**Supplied text**:
I remember the week my WSs A started and I'm going to share it with you as with three years of hindsight it is now an open book into Wayward thinking and how the reaction to criticism can play out internally.
We were long distance at the time of the A. He was dismissive avoidant. I was secure. So long distance was tough, because his love language was often about being there / physical affection and quality time. He wasn't big on introspection and I was definitely finding it hard being separated.
I remember before he went away feeling like his attachment issues were holding us back from 100% connection. Because I was secure, I could see this incredibly clearly and felt no anxiety around it. I just wanted him to resolve it, so I recall when he left, giving him a book to take with him on attachment and asking him to read it.

**Complete the following**:
a. Answer these questions from the affair account:
(i) How many years of hindsight does the writer say they now have?
(ii) Which attachment style does the writer assign to the partner?
(iii) What did the writer give the partner to take with him when he left?
b. Extend the affair account with a few paragraphs that pick up after its final sentence, in the same first-person voice.

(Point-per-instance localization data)
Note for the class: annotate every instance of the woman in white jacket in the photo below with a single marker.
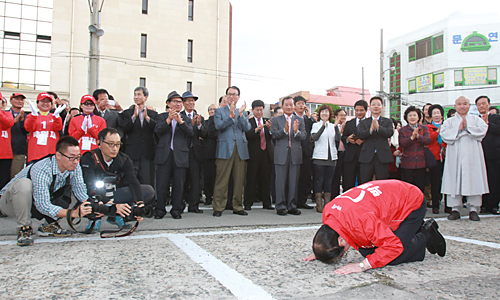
(324, 133)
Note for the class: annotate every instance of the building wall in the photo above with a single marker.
(454, 30)
(165, 67)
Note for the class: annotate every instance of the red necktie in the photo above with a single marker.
(262, 138)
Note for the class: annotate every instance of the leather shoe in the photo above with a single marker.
(305, 206)
(455, 215)
(282, 212)
(435, 242)
(241, 213)
(473, 216)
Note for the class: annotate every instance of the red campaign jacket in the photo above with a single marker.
(38, 126)
(366, 216)
(6, 122)
(76, 131)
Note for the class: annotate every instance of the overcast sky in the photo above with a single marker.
(282, 46)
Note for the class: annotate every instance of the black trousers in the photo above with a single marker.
(258, 174)
(411, 237)
(366, 171)
(305, 180)
(164, 173)
(490, 201)
(415, 177)
(209, 174)
(436, 176)
(337, 174)
(192, 184)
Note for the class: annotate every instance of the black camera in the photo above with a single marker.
(136, 211)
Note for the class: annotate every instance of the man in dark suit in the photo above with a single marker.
(261, 150)
(491, 149)
(375, 155)
(352, 146)
(192, 187)
(288, 130)
(101, 97)
(138, 124)
(209, 145)
(172, 155)
(305, 177)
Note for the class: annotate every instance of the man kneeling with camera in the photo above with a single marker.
(43, 190)
(110, 178)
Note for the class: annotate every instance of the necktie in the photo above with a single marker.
(262, 138)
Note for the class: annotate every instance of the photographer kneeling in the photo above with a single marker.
(109, 175)
(43, 190)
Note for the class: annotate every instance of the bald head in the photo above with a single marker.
(462, 105)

**Outputs by task**:
a.
(i) Three years.
(ii) Dismissive avoidant.
(iii) A book on attachment, with a request that he read it.

b.
He didn't read it :(
He'd only ever been with anxious people before me, so despite being your average "good guy", pretty much every relationship had been toxic and miserable because he was very avoidant and he'd pair up with very anxious people who were almost desperate for him. They would tighten the leash, he would back away, and the toxic push / pull dance would continue.
The relationship with me was completely different. If he pulled away, honestly I was fine. Just waited for him to return. I let him. I didn't play the pursuit dance with him, and so this really beautiful relationship grew where we just respected each other as we were.
So anyway, I recall pretty well the minute we were discussing the long distance thing, and it didn't appeal to me in any way but I felt like the situation was either asking him to sacrifice important things or us working out a way to be apart for a short period until work /family situation allowed that to change. So I agreed to it, and I remember so clearly him being incredibly happy. He'd never been with a woman who allowed him freedom before.
And he used it to cheat :(
I have the messages still from the days when it first happened and we were talking about it, and it was a combination of things going on for him. We had had a fight around 4 weeks earlier because there was a family Zoom call and he "forgot" about it. I was really hurt, embarrassed, as all my siblings were there with their spouses and mine "forgot". So I didn't talk to him for a couple of weeks aside from - well - anger and criticism.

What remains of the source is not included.